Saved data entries

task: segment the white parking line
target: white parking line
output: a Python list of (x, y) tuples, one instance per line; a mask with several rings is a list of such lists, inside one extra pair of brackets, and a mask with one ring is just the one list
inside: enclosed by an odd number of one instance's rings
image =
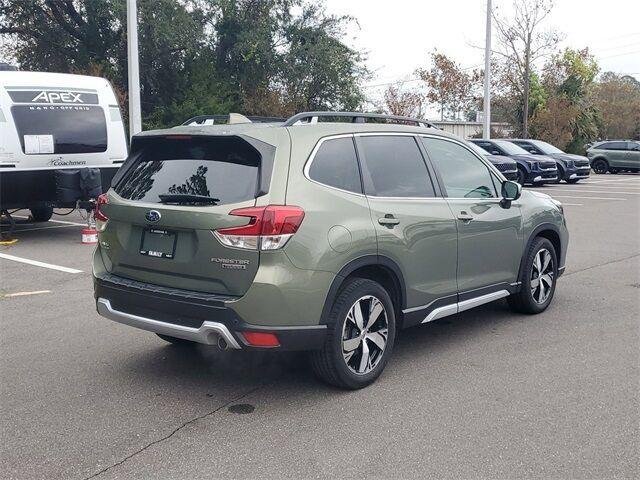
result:
[(51, 293), (51, 290), (36, 290), (34, 292), (16, 292), (16, 293), (7, 293), (4, 295), (0, 293), (0, 298), (26, 297), (29, 295), (42, 295), (43, 293)]
[(553, 198), (587, 198), (589, 200), (617, 200), (620, 202), (626, 202), (627, 198), (615, 198), (615, 197), (579, 197), (575, 195), (552, 195)]
[[(24, 225), (24, 224), (23, 224)], [(28, 223), (27, 225), (33, 225), (31, 223)], [(20, 227), (20, 225), (17, 225), (18, 227)], [(50, 228), (69, 228), (69, 227), (75, 227), (75, 225), (53, 225), (51, 227), (36, 227), (36, 228), (16, 228), (13, 233), (21, 233), (21, 232), (35, 232), (36, 230), (48, 230)]]
[[(15, 218), (25, 218), (28, 219), (29, 217), (25, 216), (25, 215), (12, 215)], [(78, 222), (69, 222), (67, 220), (49, 220), (52, 223), (61, 223), (63, 225), (77, 225), (79, 227), (86, 227), (87, 224), (86, 223), (78, 223)], [(40, 223), (40, 222), (38, 222)], [(45, 222), (42, 222), (45, 223)]]
[(36, 267), (58, 270), (65, 273), (82, 273), (82, 270), (76, 270), (75, 268), (62, 267), (60, 265), (53, 265), (52, 263), (38, 262), (37, 260), (29, 260), (28, 258), (16, 257), (15, 255), (8, 255), (6, 253), (0, 253), (0, 258), (4, 258), (5, 260), (13, 260), (14, 262), (26, 263), (28, 265), (34, 265)]
[[(600, 187), (594, 187), (600, 188)], [(575, 188), (554, 188), (554, 192), (579, 192), (579, 193), (618, 193), (621, 195), (640, 195), (640, 192), (624, 192), (621, 190), (585, 190), (583, 188), (575, 189)]]

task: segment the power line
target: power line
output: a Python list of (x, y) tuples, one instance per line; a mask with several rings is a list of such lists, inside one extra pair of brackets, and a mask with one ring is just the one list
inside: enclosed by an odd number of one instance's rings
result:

Brief. An exact copy of all the entries above is required, with every picture left out.

Completed exercise.
task: segment the white parking line
target: white parking line
output: a Python list of (x, y) tuples, one instance per line; a mask with several rings is a list of such lists, inside one extra pair of brackets, and a mask with one ring is just the one list
inside: enclosed by an odd number of one instance's rings
image =
result:
[(51, 293), (51, 290), (36, 290), (34, 292), (16, 292), (16, 293), (7, 293), (4, 295), (0, 293), (0, 298), (26, 297), (29, 295), (42, 295), (43, 293)]
[(553, 198), (587, 198), (589, 200), (617, 200), (620, 202), (626, 202), (627, 198), (615, 198), (615, 197), (579, 197), (575, 195), (552, 195)]
[[(24, 225), (24, 224), (23, 224)], [(28, 223), (27, 225), (33, 225), (31, 223)], [(20, 227), (20, 225), (17, 225), (18, 227)], [(50, 228), (69, 228), (69, 227), (75, 227), (75, 225), (53, 225), (51, 227), (36, 227), (36, 228), (16, 228), (13, 233), (21, 233), (21, 232), (35, 232), (36, 230), (48, 230)]]
[[(15, 218), (25, 218), (28, 219), (29, 217), (25, 216), (25, 215), (12, 215)], [(78, 222), (69, 222), (67, 220), (49, 220), (52, 223), (61, 223), (63, 225), (77, 225), (79, 227), (86, 227), (87, 224), (86, 223), (78, 223)], [(40, 223), (40, 222), (38, 222)], [(45, 222), (42, 222), (45, 223)]]
[(36, 267), (58, 270), (65, 273), (82, 273), (82, 270), (76, 270), (75, 268), (62, 267), (60, 265), (53, 265), (52, 263), (38, 262), (37, 260), (29, 260), (28, 258), (16, 257), (15, 255), (8, 255), (6, 253), (0, 253), (0, 258), (4, 258), (5, 260), (13, 260), (14, 262), (26, 263), (28, 265), (34, 265)]
[[(600, 187), (594, 187), (600, 188)], [(575, 188), (554, 188), (554, 192), (579, 192), (579, 193), (618, 193), (621, 195), (640, 195), (640, 192), (624, 192), (621, 190), (585, 190), (583, 188), (575, 189)]]

task: segment the power line
target: power line
output: a Python list of (x, y) tuples, one instance per line; a mask with several rings is a list of such lists, inside one extra pair of brackets, and a mask with one ring is just the one list
inside: enclosed by an odd number of one instance's rings
result:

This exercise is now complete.